**Stated problem**
Write out the lines of the listing below, from its first line through the line containing "[(704, 394)]", both included, as a JSON list of strings. Use one string per line and leave out blank lines.
=-=-=
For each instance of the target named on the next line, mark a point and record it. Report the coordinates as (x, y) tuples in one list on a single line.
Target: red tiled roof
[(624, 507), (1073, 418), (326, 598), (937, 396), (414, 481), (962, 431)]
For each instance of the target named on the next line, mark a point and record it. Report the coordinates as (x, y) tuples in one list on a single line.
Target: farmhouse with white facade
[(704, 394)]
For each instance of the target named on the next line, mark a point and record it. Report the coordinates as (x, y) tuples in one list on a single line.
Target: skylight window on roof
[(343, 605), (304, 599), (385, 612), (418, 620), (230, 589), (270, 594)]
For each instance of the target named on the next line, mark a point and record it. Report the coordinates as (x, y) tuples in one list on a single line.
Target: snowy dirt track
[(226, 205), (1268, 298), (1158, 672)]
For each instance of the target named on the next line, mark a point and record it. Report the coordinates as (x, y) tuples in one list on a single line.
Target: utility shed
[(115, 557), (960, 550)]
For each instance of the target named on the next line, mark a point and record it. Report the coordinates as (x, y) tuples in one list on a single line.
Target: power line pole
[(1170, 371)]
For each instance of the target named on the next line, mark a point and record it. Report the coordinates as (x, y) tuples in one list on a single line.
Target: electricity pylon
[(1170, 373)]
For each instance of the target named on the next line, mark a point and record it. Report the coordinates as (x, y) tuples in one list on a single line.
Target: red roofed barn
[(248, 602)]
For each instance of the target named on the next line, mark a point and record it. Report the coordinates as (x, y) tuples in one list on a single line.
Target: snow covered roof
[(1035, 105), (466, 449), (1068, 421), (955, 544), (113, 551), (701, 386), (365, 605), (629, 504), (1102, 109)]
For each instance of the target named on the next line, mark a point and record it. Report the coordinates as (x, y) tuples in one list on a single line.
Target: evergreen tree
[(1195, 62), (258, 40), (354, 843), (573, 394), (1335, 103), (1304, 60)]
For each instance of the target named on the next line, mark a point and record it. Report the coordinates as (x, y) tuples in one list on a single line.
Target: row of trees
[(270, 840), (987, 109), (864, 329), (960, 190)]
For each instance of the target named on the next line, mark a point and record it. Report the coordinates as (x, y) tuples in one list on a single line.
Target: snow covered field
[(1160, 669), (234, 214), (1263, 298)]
=-=-=
**Final result**
[
  "For each instance of the target named on the next line, mark a point and record it. Report the coordinates as (x, y) tuples in one list on a single line.",
  "Target: red tiled roof",
  "[(624, 507), (1073, 418), (326, 598), (937, 396), (414, 481), (962, 431)]",
  "For each instance of the target named on the next line, mark a point and record it. Report the coordinates as (x, y) tuples in one list on a single line.",
  "Target: farmhouse with white facade",
  "[(704, 394)]"
]